- **EXERCISE TASK**
Using the records below, copy out exactly the line that contains "Quality assurance step: we expect the shadow" and every line that follows it, up to and including the last, and no others.

- **DATA SUPPLIED**
§ §

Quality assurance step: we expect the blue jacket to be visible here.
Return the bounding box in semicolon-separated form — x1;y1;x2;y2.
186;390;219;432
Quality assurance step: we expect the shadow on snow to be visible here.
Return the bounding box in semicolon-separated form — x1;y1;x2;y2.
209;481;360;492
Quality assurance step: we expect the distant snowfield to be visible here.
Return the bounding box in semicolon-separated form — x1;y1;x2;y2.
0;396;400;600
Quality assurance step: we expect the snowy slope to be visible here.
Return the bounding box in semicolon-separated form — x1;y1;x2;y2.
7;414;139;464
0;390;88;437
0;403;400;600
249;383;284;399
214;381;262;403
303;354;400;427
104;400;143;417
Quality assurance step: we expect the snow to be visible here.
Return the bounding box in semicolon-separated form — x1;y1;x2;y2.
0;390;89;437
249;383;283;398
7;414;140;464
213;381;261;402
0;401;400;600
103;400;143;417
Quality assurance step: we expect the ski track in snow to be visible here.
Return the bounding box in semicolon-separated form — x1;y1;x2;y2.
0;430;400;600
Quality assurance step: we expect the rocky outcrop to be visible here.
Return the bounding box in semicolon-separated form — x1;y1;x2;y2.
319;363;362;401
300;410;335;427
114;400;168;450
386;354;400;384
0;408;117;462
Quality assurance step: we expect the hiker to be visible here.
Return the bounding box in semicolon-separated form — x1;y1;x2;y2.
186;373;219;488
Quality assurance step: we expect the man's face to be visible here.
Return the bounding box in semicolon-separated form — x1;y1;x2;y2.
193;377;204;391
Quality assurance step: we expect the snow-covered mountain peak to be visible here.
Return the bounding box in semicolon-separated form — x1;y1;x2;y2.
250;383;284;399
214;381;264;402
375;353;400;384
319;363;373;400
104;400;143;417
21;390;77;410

§ §

- **RESULT OF THE EXERCISE**
Quality assurance step: we expect the shadow on snow to be visible here.
Return the bounding box in semicolon-separated form — x1;y1;x2;y2.
209;481;360;492
Quality assurance step: we expect the distant snowfield to be visible here.
Return the bounding box in semicolon-separated form — x1;y1;x2;y2.
0;396;400;600
Quality assurance step: we expect the snowy slope to be visible here.
Return the bounding box in semicolon-separated form — x1;y1;x2;y2.
7;414;139;464
0;390;88;437
0;403;400;600
249;383;284;399
214;381;262;403
303;354;400;427
104;400;143;417
Quality assurance step: we expect the snow to be visible here.
Return the bounding box in semicolon-separated form — x1;y1;x2;y2.
0;390;89;437
249;383;283;398
7;414;140;464
213;381;261;402
0;401;400;600
103;400;143;417
Quality assurance step: we expect the ski track in snow to be visible here.
Return the bounding box in semicolon-separated form — x1;y1;x2;y2.
0;430;400;600
Quality assurance step: we expect the rocky outcrop to be visible here.
Return the bounding box in semicolon-separated form — x1;y1;x2;y2.
319;363;362;401
300;410;335;427
114;400;168;450
386;354;400;384
0;408;117;462
Quality assurance step: we expect the hiker to be visible here.
Return the bounding box in semicolon-separated form — x1;y1;x2;y2.
186;373;219;488
Quality assurance step: we expect the man's face to be visible here.
Return the bounding box in semicolon-separated form — x1;y1;x2;y2.
193;377;204;391
Quality assurance step: we expect the snow-covered mountain peak to be visible here.
Return the bounding box in semicolon-separated form — x1;y1;x2;y2.
250;383;284;399
214;381;264;402
375;353;400;384
319;363;373;400
104;400;143;417
21;390;77;410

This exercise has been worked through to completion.